***** Texte source *****
Michael Roberts est un économiste marxiste basé au Royaume-Uni. Son livre le plus récent est Engels 200 : sa contribution à l’économie politique.
par Michael Roberts
Les 1% de ménages les plus riches dans le monde possèdent 43% de toute la richesse personnelle, tandis que les 50% les plus pauvres n’en possèdent que 1%. Les 1% sont tous millionnaires en richesse nette (après dettes) et ils sont 52m. Dans ce 1%, il y a 175 000 personnes ultra-riches avec plus de 50 millions de dollars de richesse nette – c’est un nombre minuscule de personnes (moins de 0,1%) qui possèdent 25% de la richesse mondiale!
Ces informations proviennent du rapport 2020 sur la richesse mondiale du Credit Suisse qui vient d’être publié. Ce rapport reste l’analyse la plus complète et explicative de la richesse mondiale (et non du revenu) et de l’inégalité de la richesse personnelle. Chaque année, le rapport du CS sur la richesse mondiale analyse la richesse des ménages de 5,2 milliards de personnes à travers le monde. Le patrimoine des ménages se compose des actifs financiers (actions, obligations, liquidités, fonds de pension) et des biens immobiliers (maisons, etc.) qu’ils possèdent. Le rapport mesure ce patrimoine, déduction faite des dettes. Les auteurs du rapport sont James Davies, Rodrigo Lluberas et Anthony Shorrocks. Le professeur Anthony Shorrocks était mon colocataire à l’université, où nous avons tous deux obtenu un diplôme en économie (bien qu’il ait les bien meilleures compétences mathématiques !).
***** Données extraites *****
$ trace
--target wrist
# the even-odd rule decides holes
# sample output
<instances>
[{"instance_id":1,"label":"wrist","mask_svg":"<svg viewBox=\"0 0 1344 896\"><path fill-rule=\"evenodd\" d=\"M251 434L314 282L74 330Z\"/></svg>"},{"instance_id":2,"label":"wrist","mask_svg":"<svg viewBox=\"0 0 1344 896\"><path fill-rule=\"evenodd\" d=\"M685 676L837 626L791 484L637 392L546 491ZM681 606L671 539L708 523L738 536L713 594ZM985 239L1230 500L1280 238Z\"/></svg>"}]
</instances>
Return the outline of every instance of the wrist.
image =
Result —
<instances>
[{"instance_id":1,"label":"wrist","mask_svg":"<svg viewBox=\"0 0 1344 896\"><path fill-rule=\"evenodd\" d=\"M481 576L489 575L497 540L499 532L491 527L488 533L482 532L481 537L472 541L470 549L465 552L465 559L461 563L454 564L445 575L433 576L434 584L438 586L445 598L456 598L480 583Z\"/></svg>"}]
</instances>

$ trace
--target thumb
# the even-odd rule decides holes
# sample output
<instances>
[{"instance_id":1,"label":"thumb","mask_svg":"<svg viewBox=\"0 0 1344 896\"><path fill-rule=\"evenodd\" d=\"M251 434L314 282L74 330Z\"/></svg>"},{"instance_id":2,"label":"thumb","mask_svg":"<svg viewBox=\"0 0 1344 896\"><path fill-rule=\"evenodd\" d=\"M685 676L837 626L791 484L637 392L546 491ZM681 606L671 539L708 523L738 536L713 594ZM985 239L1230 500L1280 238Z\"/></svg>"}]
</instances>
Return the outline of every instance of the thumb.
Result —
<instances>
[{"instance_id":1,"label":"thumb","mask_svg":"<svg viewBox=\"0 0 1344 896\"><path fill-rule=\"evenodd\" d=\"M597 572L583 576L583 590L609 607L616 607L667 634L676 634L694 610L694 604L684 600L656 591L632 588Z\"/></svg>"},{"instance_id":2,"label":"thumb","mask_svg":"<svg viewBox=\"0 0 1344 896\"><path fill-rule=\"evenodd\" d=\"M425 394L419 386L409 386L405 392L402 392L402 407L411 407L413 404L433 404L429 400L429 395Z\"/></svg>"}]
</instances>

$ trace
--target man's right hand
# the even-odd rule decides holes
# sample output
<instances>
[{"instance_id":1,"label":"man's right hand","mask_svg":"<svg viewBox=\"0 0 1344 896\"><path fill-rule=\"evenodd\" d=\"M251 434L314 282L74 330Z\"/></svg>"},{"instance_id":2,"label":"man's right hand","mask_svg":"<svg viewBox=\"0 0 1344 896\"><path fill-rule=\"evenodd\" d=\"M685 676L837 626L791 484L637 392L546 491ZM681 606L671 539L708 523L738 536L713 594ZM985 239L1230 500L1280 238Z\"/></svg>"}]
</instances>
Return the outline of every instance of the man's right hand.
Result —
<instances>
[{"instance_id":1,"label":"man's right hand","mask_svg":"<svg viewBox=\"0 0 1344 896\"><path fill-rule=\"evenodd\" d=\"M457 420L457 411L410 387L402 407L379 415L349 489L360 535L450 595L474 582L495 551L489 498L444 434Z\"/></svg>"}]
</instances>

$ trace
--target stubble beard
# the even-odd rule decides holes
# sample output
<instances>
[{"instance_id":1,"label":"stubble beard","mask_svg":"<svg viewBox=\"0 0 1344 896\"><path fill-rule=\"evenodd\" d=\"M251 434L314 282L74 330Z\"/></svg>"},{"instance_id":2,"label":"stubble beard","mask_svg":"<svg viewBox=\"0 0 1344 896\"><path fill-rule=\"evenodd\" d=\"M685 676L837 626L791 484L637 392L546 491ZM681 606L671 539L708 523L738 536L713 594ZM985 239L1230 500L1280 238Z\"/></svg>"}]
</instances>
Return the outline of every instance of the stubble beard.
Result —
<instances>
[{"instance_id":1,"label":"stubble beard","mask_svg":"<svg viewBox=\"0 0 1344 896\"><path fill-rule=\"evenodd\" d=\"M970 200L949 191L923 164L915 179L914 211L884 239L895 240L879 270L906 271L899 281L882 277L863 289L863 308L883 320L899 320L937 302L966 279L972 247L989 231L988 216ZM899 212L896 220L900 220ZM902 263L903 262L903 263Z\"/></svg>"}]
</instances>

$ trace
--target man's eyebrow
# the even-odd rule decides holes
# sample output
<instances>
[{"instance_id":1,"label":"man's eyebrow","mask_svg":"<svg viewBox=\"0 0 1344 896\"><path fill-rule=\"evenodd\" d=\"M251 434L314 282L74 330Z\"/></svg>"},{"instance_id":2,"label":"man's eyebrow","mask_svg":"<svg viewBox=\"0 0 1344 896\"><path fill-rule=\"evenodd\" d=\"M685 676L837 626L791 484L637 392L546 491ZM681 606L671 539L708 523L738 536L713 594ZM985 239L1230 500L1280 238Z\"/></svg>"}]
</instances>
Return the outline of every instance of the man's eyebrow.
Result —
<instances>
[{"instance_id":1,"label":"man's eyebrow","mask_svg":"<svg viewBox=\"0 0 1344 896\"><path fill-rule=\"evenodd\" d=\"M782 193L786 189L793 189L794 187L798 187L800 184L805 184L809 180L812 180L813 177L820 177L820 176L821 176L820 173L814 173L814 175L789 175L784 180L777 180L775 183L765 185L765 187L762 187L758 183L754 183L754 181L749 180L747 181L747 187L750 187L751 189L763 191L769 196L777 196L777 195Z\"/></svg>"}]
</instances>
*****
• Travail demandé:
1. Reprenez le passage du texte sur la richesse mondiale qui commence aux mots « par Michael Roberts » et s'arrête après « la richesse mondiale! », en substituant « multimillionnaires » à « millionnaires ».
2. Affichez chacune des lignes des entrées où figure le mot « eyebrow ».

• Réponses par consigne:
1.
par Michael Roberts
Les 1% de ménages les plus riches dans le monde possèdent 43% de toute la richesse personnelle, tandis que les 50% les plus pauvres n’en possèdent que 1%. Les 1% sont tous multimillionnaires en richesse nette (après dettes) et ils sont 52m. Dans ce 1%, il y a 175 000 personnes ultra-riches avec plus de 50 millions de dollars de richesse nette – c’est un nombre minuscule de personnes (moins de 0,1%) qui possèdent 25% de la richesse mondiale!

2.
--target man's eyebrow
[{"instance_id":1,"label":"man's eyebrow","mask_svg":"<svg viewBox=\"0 0 1344 896\"><path fill-rule=\"evenodd\" d=\"M251 434L314 282L74 330Z\"/></svg>"},{"instance_id":2,"label":"man's eyebrow","mask_svg":"<svg viewBox=\"0 0 1344 896\"><path fill-rule=\"evenodd\" d=\"M685 676L837 626L791 484L637 392L546 491ZM681 606L671 539L708 523L738 536L713 594ZM985 239L1230 500L1280 238Z\"/></svg>"}]
Return the outline of every instance of the man's eyebrow.
[{"instance_id":1,"label":"man's eyebrow","mask_svg":"<svg viewBox=\"0 0 1344 896\"><path fill-rule=\"evenodd\" d=\"M782 193L786 189L793 189L794 187L798 187L800 184L805 184L809 180L812 180L813 177L820 177L820 176L821 176L820 173L814 173L814 175L789 175L784 180L777 180L775 183L765 185L765 187L762 187L758 183L754 183L754 181L749 180L747 181L747 187L750 187L751 189L763 191L769 196L777 196L777 195Z\"/></svg>"}]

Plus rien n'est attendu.